## Document text:
═══

The typical strategic planning process is nothing if not an exhaustive review of “the way we’ve always done things.” Heavily reliant on analytical thinking meant to assure reliable outcomes, strategic plans pretty reliably fail to leverage an organization’s initial burst of momentum into lasting systemic change. Why?

Nonlinear truths
The justification for having a strategic plan is valid. One would no sooner go on a long road trip without a GPS than cook an unfamiliar meal without some sort of recipe. Except, things aren’t going to go exactly as planned. Life is not linear.

Strategic plans tend to be rigidly focused on achieving specific, measurable, realistic goals – not on increasing the capacity of the organization to adapt to changing conditions along the way. The risk of inaction grows when control over direction and implementation of a strategic plan is consolidated under a few senior executives.

Without developing creative problem-solving skills throughout the organization, and explicitly encouraging and supporting new ideas (a.k.a., risk), people are less inclined to embrace new initiatives. In this scenario, the best that can be hoped for is a slightly – and temporarily – more polished status quo, an organization that essentially ends up right back where it started.

Hybrid thinking
In order to solve the really tough problems, the ones that increase an organization’s reach and impact, employing only analytical, top-down thinking won’t be enough. Increasingly, the most innovative ideas spring forth where intuition intersects with analysis. We need everyone to start thinking more like designers.

Indeed, the University of Toronto’s Roger Martin, noted author of The Design of Business, argues that “design skills and business skills are converging. To be successful in the future, business people will have to become more like designers.”

By this, Martin isn’t suggesting that CEOs should start scribbling designs on napkins, but rather he is suggesting there is a better way to think about solving problems.

Building capacity for change
Herbert Simon, a renowned social scientist who focused on organizational decision making, said anything concerned “not with how things are but with how they might be” is actually design. An organization that adopts a designer’s mindset expands its capacity for generating and implementing new solutions to challenging problems. Methods include:

  • Empathy for the end user   Who are you trying to reach? To understand current behavior, you need to understand your audience, their motivations and experiences, and any barriers they have to changing behavior.

After studying students busing trays in a Northwestern University cafeteria, a cross-disciplinary team’s slight change to a conveyor belt reduced water use by more than 40%.

  • Multiple perspectives  Too often, organizations become insular, looking at problems from a very narrow point of view. Pursuing focused collaborations with smart people and organizations that share your goals, but have different backgrounds and expertise, dramatically expands the probability of unexpected mashups and breakthrough ideas.

═══

## Assigned task A:
In the text on strategic planning, by how much did the cross-disciplinary team's change to a conveyor belt reduce water use?
## Assigned task B:
Decide whether each statement agrees with the text on strategic planning: (i) Roger Martin is at the University of Toronto. (ii) Martin suggests that CEOs should start scribbling designs on napkins. (iii) Herbert Simon focused on organizational decision making.

Region pointing data:
═══

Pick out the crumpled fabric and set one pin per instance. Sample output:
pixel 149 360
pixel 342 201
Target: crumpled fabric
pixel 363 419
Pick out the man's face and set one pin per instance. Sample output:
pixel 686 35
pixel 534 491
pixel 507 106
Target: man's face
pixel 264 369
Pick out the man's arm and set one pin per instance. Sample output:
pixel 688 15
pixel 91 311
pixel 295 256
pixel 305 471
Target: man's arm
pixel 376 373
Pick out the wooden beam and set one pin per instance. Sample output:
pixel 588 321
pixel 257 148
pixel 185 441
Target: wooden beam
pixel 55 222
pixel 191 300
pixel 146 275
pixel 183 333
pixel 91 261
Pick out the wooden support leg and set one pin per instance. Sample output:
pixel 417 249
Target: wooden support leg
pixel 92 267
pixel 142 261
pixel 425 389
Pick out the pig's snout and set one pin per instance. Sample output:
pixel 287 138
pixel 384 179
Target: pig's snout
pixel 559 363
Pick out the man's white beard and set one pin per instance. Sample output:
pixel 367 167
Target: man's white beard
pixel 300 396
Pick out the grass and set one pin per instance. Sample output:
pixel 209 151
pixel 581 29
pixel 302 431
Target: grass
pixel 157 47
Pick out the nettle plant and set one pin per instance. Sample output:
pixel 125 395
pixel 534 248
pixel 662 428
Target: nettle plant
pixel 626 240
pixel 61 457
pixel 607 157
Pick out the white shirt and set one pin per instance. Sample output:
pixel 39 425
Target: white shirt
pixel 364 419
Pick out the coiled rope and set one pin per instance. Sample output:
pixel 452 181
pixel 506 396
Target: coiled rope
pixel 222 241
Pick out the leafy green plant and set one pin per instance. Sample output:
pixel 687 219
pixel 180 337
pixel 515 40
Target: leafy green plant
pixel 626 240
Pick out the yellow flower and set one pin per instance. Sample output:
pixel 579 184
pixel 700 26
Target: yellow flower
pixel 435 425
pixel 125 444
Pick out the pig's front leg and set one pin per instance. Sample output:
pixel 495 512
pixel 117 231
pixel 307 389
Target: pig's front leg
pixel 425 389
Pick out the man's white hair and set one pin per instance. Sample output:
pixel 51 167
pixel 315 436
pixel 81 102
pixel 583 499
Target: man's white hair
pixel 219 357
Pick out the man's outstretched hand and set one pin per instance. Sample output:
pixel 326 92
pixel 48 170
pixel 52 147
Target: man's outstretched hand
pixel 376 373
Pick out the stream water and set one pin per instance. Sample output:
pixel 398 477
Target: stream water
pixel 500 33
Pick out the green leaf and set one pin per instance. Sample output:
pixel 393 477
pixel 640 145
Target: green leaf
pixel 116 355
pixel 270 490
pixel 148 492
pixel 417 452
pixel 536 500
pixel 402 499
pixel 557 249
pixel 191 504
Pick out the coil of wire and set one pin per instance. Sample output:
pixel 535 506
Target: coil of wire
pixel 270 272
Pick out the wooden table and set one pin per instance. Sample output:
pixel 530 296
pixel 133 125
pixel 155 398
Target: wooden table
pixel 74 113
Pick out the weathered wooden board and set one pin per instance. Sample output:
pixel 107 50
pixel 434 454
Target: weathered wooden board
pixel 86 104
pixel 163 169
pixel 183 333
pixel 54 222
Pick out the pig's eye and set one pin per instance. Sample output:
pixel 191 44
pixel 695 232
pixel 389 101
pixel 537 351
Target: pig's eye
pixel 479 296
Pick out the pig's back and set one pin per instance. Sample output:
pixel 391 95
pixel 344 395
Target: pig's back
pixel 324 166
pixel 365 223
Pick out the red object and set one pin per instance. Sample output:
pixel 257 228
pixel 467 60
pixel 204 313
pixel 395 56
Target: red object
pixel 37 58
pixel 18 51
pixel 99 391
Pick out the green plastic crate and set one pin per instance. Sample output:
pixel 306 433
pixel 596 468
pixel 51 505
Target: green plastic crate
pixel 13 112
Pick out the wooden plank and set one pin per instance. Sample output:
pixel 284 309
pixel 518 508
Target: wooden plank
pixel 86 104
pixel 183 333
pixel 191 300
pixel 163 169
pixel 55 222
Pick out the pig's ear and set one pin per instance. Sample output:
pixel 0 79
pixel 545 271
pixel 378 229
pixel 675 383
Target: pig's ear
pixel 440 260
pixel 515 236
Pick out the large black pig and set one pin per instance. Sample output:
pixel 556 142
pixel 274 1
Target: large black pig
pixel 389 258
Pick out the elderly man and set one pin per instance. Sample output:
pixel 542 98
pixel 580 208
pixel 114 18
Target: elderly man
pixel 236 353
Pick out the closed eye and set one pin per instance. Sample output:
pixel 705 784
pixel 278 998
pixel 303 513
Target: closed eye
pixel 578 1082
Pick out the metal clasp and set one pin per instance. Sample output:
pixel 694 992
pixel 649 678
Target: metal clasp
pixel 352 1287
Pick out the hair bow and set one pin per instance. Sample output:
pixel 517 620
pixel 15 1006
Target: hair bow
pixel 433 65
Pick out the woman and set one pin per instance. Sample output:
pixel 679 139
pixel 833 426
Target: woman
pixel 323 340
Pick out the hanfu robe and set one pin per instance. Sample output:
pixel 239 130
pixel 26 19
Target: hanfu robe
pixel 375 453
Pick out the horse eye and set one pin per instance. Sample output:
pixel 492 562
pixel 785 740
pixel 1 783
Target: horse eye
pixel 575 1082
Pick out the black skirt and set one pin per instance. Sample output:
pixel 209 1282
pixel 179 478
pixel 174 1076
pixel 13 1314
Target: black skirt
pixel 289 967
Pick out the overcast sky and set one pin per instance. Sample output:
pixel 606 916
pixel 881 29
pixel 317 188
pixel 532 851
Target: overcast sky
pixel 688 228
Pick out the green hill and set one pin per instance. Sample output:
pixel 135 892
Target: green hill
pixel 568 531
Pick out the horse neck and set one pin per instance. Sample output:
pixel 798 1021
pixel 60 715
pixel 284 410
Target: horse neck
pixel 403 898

═══

## Exercise result A:
By more than 40%.

## Exercise result B:
(i) Yes: "the University of Toronto’s Roger Martin"
(ii) No: "Martin isn’t suggesting that CEOs should start scribbling designs on napkins"
(iii) Yes: "a renowned social scientist who focused on organizational decision making"